Sonno d’inverno o regno d’inverno?
Dinamiche umane nell’immobilità del tempo

Aydin, che da aspirante attore è diventato proprietario di immobili e scrittore per riviste, gestisce il resort “Othello” insieme alla giovane moglie Nihal. Per meglio dire, non proprio insieme. Aydin ha una personalità forte, accentratrice e anche conservatrice. Nihal non ha mai avuto la possibilità di un percorso autonomo di alcun genere. E lui è seriamente convinto di essere nel giusto, di essere in grado di dare buoni consigli in virtù di una maggiore esperienza, ma anche di giudicare bene e di essere un uomo onesto e pronto all’ascolto. Una semplice interferenza in un’attività benefica di Nihal, però, darà il via a un confronto spietato proprio in concomitanza con la caduta della prima neve.

▶ Consegna A:
Elenca tutte le righe dei record in cui compare la parola "entrance", copiandole per intero. Maiuscole e minuscole contano.
Il testo e i record provengono da fonti diverse.

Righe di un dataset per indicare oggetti
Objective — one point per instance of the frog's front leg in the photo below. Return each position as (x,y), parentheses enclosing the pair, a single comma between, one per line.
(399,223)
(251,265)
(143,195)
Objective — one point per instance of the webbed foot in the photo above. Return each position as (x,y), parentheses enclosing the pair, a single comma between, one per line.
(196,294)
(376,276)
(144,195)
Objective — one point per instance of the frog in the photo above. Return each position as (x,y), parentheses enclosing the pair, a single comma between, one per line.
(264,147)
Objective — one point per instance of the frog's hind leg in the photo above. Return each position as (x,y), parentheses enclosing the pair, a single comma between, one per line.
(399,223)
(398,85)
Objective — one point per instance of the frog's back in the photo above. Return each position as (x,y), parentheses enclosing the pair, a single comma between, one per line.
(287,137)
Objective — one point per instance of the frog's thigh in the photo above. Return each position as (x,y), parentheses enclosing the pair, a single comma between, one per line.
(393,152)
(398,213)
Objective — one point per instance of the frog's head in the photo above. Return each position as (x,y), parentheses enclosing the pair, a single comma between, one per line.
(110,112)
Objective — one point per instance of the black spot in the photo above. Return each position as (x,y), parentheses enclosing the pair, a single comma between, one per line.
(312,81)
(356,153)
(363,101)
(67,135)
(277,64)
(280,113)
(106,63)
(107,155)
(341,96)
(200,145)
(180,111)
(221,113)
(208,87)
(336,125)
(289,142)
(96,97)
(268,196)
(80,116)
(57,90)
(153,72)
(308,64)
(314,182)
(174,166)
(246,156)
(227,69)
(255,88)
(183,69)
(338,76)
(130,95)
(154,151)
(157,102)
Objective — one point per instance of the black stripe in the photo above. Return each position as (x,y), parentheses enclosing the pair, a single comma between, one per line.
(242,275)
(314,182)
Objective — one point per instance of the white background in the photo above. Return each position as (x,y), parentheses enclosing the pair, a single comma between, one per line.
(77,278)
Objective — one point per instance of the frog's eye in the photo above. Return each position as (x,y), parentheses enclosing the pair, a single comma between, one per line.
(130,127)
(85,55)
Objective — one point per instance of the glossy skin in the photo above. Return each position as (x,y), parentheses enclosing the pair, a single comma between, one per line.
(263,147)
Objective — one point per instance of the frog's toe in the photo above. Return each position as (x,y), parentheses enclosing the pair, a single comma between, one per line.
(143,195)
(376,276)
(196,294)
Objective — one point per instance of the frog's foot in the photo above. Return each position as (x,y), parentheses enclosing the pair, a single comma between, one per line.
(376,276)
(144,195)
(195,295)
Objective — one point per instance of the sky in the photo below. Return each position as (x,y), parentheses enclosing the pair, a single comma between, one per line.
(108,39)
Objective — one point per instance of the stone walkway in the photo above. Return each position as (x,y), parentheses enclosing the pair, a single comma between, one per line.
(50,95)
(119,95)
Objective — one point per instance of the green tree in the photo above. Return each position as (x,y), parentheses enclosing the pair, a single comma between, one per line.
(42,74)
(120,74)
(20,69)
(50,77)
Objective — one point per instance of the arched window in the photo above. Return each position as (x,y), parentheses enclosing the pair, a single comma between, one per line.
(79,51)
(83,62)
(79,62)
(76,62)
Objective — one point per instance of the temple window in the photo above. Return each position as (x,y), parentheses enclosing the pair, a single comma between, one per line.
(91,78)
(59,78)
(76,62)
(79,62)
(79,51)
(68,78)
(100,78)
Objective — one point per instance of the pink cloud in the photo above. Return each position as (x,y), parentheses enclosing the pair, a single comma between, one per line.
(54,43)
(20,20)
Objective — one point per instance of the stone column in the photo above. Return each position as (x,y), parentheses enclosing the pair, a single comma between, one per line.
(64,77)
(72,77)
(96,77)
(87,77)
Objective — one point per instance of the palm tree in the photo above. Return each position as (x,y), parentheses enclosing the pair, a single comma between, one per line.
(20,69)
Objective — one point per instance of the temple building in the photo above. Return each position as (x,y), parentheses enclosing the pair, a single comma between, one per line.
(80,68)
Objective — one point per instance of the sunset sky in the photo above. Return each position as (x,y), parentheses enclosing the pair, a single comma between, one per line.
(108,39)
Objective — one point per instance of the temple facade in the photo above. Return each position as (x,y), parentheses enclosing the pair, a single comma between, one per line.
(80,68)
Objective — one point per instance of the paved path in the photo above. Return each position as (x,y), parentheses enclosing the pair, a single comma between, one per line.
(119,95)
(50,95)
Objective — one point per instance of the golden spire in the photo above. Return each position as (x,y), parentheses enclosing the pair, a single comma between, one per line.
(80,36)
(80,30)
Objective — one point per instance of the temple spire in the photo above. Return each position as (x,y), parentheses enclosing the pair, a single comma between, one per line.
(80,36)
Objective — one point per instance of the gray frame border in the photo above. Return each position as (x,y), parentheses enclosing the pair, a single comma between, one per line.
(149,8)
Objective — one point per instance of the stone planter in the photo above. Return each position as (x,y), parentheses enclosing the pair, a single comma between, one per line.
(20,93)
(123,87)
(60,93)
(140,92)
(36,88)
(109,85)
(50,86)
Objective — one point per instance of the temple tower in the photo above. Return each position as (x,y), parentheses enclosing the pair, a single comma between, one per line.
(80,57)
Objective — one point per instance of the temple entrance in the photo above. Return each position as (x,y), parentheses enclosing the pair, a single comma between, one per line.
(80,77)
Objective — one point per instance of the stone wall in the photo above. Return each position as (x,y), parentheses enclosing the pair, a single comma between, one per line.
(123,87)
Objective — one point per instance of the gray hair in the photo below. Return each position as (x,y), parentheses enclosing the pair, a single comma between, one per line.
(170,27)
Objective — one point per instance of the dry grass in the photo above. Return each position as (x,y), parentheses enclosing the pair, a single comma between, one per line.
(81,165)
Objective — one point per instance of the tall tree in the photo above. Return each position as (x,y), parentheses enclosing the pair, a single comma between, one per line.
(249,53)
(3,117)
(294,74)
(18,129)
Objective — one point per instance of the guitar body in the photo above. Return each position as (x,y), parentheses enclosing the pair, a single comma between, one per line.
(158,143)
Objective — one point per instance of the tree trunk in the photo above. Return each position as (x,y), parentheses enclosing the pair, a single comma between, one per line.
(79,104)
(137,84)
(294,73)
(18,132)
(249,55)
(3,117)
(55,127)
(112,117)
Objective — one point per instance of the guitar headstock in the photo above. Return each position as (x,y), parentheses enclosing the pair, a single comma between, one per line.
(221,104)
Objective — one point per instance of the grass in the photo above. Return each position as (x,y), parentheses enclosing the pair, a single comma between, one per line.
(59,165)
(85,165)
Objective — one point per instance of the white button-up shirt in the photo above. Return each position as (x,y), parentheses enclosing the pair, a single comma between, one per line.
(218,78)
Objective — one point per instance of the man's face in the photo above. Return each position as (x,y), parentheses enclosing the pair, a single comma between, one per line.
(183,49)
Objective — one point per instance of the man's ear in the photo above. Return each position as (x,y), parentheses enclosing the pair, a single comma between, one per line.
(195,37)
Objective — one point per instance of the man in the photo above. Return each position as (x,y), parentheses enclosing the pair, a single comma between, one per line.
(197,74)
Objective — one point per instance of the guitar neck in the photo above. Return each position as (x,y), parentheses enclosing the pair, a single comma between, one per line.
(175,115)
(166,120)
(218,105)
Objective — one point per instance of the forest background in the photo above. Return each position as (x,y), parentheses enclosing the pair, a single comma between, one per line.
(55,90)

▶ Consegna B:
Riporta di nuovo per intero il testo, senza cambiare nulla.

▶ Risposta completa A:
Objective — one point per instance of the temple entrance in the photo above. Return each position as (x,y), parentheses enclosing the pair, a single comma between, one per line.

▶ Risposta completa B:
Sonno d’inverno o regno d’inverno?
Dinamiche umane nell’immobilità del tempo

Aydin, che da aspirante attore è diventato proprietario di immobili e scrittore per riviste, gestisce il resort “Othello” insieme alla giovane moglie Nihal. Per meglio dire, non proprio insieme. Aydin ha una personalità forte, accentratrice e anche conservatrice. Nihal non ha mai avuto la possibilità di un percorso autonomo di alcun genere. E lui è seriamente convinto di essere nel giusto, di essere in grado di dare buoni consigli in virtù di una maggiore esperienza, ma anche di giudicare bene e di essere un uomo onesto e pronto all’ascolto. Una semplice interferenza in un’attività benefica di Nihal, però, darà il via a un confronto spietato proprio in concomitanza con la caduta della prima neve.